### [Exercise]
Restate each entry word for word, leaving nothing out.

Rows from a pointing dataset
^^^^^^^^^^^^^^^^
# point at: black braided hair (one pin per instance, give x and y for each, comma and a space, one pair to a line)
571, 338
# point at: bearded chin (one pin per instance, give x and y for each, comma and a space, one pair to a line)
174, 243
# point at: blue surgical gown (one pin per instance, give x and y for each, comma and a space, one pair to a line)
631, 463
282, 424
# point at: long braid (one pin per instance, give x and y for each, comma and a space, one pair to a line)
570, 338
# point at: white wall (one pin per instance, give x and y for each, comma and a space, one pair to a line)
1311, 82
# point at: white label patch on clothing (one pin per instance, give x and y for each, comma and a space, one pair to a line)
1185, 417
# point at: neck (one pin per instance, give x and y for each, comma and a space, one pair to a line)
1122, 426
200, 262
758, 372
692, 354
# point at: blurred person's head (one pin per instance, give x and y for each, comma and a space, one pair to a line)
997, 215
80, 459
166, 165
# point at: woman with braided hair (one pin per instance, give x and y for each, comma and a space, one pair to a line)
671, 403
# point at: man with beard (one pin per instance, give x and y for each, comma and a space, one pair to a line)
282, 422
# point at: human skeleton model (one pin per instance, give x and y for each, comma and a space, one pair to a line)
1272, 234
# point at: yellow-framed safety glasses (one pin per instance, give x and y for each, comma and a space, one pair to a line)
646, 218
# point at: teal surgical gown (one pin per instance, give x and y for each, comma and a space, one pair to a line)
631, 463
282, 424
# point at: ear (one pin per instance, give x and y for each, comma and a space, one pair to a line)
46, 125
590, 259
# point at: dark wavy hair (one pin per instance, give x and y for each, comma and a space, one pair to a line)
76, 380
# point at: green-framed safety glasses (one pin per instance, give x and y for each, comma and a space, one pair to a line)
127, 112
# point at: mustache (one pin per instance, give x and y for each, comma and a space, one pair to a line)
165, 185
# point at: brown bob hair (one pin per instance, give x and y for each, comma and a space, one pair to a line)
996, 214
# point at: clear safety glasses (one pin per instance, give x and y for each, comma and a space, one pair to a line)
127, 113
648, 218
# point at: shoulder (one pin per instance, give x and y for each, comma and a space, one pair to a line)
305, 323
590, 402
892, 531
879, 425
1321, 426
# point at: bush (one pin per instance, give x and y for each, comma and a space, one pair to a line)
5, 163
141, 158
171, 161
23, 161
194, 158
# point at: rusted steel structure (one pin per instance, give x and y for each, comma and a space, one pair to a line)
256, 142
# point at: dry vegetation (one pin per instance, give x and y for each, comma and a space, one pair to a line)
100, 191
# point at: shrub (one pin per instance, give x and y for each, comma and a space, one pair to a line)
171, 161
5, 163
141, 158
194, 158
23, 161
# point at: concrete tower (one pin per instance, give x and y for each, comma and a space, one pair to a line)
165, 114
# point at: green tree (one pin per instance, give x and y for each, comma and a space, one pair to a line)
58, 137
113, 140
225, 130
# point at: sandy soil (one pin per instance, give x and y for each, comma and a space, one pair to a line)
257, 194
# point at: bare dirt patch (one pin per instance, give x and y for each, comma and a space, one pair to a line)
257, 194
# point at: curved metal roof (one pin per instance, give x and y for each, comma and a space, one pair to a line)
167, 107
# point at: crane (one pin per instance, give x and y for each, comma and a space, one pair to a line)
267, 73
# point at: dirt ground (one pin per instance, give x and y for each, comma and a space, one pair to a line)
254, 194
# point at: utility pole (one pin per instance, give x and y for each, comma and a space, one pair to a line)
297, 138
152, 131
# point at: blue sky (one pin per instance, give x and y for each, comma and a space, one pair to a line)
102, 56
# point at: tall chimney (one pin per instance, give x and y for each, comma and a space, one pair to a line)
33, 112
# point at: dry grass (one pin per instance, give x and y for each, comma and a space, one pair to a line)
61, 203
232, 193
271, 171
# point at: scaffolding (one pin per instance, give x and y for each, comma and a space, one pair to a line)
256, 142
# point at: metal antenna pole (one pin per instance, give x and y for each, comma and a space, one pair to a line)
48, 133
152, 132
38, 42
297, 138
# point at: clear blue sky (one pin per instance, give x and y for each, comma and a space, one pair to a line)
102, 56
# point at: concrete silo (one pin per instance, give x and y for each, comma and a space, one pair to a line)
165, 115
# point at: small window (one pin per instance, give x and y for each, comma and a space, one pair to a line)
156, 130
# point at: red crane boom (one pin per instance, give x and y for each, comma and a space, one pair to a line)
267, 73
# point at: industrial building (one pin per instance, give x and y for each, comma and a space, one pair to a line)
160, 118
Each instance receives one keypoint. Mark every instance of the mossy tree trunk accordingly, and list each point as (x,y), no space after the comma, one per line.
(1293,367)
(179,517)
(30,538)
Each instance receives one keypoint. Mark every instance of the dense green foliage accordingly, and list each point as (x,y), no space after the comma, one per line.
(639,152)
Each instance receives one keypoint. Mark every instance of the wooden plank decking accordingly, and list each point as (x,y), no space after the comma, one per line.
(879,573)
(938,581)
^^^^^^^^^^^^^^^^
### [Reply to the exercise]
# point at: black braided hair (one pin per instance, give x and y for each, comma and a space, one pair to a line)
571, 338
# point at: bearded chin (one pin per instance, give x and y for each, comma and a space, one pair to a line)
174, 243
# point at: blue surgical gown (one pin per instance, give x and y for each, comma and a space, one pair to a line)
631, 463
282, 424
# point at: long braid (one pin per instance, give x and y for each, comma and a space, one pair to a line)
570, 338
# point at: white wall (one pin per instance, give x and y for each, comma and a space, one pair to a line)
1311, 82
# point at: white label patch on clothing (one pin per instance, give x and y for each, comma and a space, one pair to a line)
1185, 417
# point at: neck (one pin per instance, give x and y for each, comma and a space, one pair to a line)
1122, 426
200, 262
758, 372
692, 354
# point at: blurred person's head (one pin per instance, give x and y for each, comma and a space, one pair to a line)
997, 215
80, 459
166, 165
# point at: woman with braided hair (one pin per instance, give x and y for each, comma and a space, one pair to a line)
671, 403
# point at: man with beard (one pin per instance, give x and y for each, comma and a space, one pair to a line)
282, 422
# point at: human skeleton model (one pin per instance, give x and y for each, comma and a space, one pair to a line)
1272, 234
# point at: yellow-framed safety glasses (one pin per instance, give x and y for each, comma and a space, one pair to a line)
646, 218
# point at: teal surgical gown (one pin per instance, give x and y for each, comma and a space, one pair to a line)
631, 463
282, 424
# point at: ear (one pin per instance, give x and y for each, comma and a space, one pair to a line)
46, 125
590, 259
# point at: dark wavy hair (one pin per instance, give x and y for each, comma and a space, one pair to a line)
76, 380
# point at: green-framed safety glasses (one pin per instance, give x and y for each, comma and a space, one pair to a line)
127, 112
# point at: mustache (one pin per instance, give x and y for each, comma and a space, one pair to a line)
165, 185
# point at: brown bob hair (one pin per instance, give x and y for each, comma and a space, one pair to a line)
996, 214
# point at: clear safety glasses (one pin per instance, give x and y for each, comma and a space, one pair to a line)
127, 113
648, 218
# point at: shoulder (one pin per instance, give x and y for each, comma and a space, one pair to a line)
305, 323
590, 402
892, 531
879, 425
1321, 426
# point at: bush (one pin per instance, give x and y for each, comma and a space, one pair to a line)
5, 163
141, 158
171, 161
23, 161
194, 158
# point at: rusted steel structure (one pin per instance, give x and y for each, comma and a space, one pair to a line)
256, 142
# point at: dry vegetation (one pin per instance, give x and y for each, comma and a space, one pair to a line)
100, 191
# point at: shrub (one pin per instance, give x and y for each, comma and a space, one pair to a line)
171, 161
5, 163
141, 158
194, 158
23, 161
# point at: concrete tower (one pin per instance, give x and y for each, comma and a space, one pair to a line)
165, 114
# point at: green tree (one pin per instance, give x and y for each, comma and a space, one pair to a line)
58, 137
113, 140
225, 130
# point at: sandy soil (one pin per instance, give x and y for each, comma and a space, one pair to a line)
257, 194
# point at: bare dirt patch (one pin per instance, give x and y for each, comma and a space, one pair to a line)
257, 194
# point at: curved metal roof (one pin per instance, give x and y for each, comma and a space, one pair to a line)
167, 107
# point at: crane (one pin per instance, give x and y for each, comma and a space, one pair to a line)
267, 73
# point at: dirt ground (one pin per instance, give x and y for each, comma and a space, one pair to a line)
254, 194
# point at: utility pole (one pin per instance, give x and y for each, comma and a space, one pair to a line)
297, 138
152, 131
# point at: blue sky (one pin per instance, give x and y for each, comma and a space, one pair to a line)
102, 56
# point at: tall chimney (one pin per instance, give x and y for each, comma and a space, one pair to a line)
33, 112
# point at: dry grass (one pin per instance, give x and y for each, comma and a space, one pair to a line)
61, 203
232, 193
271, 171
# point at: scaffolding (one pin per instance, give x and y for each, comma and a space, one pair to a line)
256, 142
# point at: metal antenna pole (one pin per instance, give x and y for each, comma and a space, one pair to a line)
48, 133
152, 132
38, 42
297, 138
# point at: clear blue sky (one pin per instance, give x and y for each, comma and a space, one pair to a line)
102, 56
# point at: concrete silo (one pin per instance, give x and y for each, comma and a space, one pair to a line)
165, 115
# point at: small window (one pin per instance, give x and y for each, comma and a space, one pair to a line)
156, 130
# point at: red crane boom (one pin per instance, give x and y for each, comma and a space, one pair to a line)
267, 73
# point at: industrial building (one pin per instance, give x and y for each, comma and a space, one pair to a line)
160, 118
Each instance receives one keypoint. Mark every instance of the mossy tree trunk accordingly, and list each point as (x,y), no space after the comma, one per line.
(1293,367)
(179,517)
(30,538)
Each instance receives one keypoint. Mark every instance of the dense green foliage accordingly, and list each point as (x,y), no space after the comma, one per line.
(639,152)
Each instance receives one keypoint. Mark every instance of the wooden plank decking accordingly, and list each point as (x,y), no space after the comma, one per line.
(879,573)
(938,581)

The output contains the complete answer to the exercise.